Werk (Urheberrecht)
Ein Werk ist eine geschützte oder eine schützbare Schöpfung im Sinne des Urheberrechts. Das zentrale internationale Abkommen zum Urheberrecht, die Revidierte Berner Übereinkunft, setzt den Begriff voraus und definiert lediglich Werkarten. „Die Prüfung im Einzelfall, was als Werk anzusehen ist“, bestimmt sich „nach dem Recht des Schutzlands.“[1] Das TRIPS-Abkommen und das Welturheberrechtsabkommen enthalten keine eigenen Definitionen, sondern beziehen sich auf die Berner Übereinkunft.
Gesetzeslage in Deutschland
Werke im Sinne des Urheberrechtsgesetzes (UrhG) „sind nur persönliche geistige Schöpfungen.“ (§ 2 II UrhG) Solche können im Allgemeinen auf den Gebieten der Literatur, der Wissenschaft und der Kunst geschaffen worden sein.[2] In einer nicht abschließenden Aufzählung werden in § 2 Abs. 1 UrhG als „Geschützte Werke“ folgende Werkarten erwähnt:
- Sprachwerke, Computerprogramme
- Musikwerke
- Pantomimische Werke einschließlich Werke der Tanzkunst
- Werke der bildenden Künste einschließlich der Werke der Baukunst und der angewandten Kunst
- Lichtbildwerke
- Filmwerke
- Darstellungen wissenschaftlicher und technischer Art.

* Angezeigte Datensätze:
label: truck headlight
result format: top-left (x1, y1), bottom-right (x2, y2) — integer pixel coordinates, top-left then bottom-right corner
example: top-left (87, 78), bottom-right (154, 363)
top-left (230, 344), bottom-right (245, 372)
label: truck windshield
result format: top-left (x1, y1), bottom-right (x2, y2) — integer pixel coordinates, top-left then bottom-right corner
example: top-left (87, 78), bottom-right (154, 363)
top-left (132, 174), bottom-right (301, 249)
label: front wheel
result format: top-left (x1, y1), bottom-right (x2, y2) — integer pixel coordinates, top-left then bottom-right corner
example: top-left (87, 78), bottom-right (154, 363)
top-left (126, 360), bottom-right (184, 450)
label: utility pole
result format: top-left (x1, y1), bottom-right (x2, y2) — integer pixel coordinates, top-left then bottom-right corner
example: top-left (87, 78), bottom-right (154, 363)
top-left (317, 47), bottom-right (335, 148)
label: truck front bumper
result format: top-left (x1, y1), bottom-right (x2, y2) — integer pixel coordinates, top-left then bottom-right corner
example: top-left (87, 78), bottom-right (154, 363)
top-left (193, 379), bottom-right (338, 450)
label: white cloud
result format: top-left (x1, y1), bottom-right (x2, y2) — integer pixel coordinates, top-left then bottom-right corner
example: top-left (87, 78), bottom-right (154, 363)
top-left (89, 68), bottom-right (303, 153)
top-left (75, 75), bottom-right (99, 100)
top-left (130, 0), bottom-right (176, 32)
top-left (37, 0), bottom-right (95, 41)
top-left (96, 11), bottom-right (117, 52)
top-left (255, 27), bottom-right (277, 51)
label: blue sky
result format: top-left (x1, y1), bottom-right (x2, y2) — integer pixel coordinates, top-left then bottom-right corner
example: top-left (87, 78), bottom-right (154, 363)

* Aufgabe 1: Welche zwei Abkommen enthalten laut dem Auszug über Werke im Urheberrecht keine eigenen Definitionen?
* Aufgabe 2: Schreibe die Datensätze vom Anfang bis einschließlich der Zeile mit „top-left (126, 360), bottom-right (184, 450)“ wortgetreu ab.

* Richtige Antwort 1: Das TRIPS-Abkommen und das Welturheberrechtsabkommen.

* Richtige Antwort 2:
label: truck headlight
result format: top-left (x1, y1), bottom-right (x2, y2) — integer pixel coordinates, top-left then bottom-right corner
example: top-left (87, 78), bottom-right (154, 363)
top-left (230, 344), bottom-right (245, 372)
label: truck windshield
result format: top-left (x1, y1), bottom-right (x2, y2) — integer pixel coordinates, top-left then bottom-right corner
example: top-left (87, 78), bottom-right (154, 363)
top-left (132, 174), bottom-right (301, 249)
label: front wheel
result format: top-left (x1, y1), bottom-right (x2, y2) — integer pixel coordinates, top-left then bottom-right corner
example: top-left (87, 78), bottom-right (154, 363)
top-left (126, 360), bottom-right (184, 450)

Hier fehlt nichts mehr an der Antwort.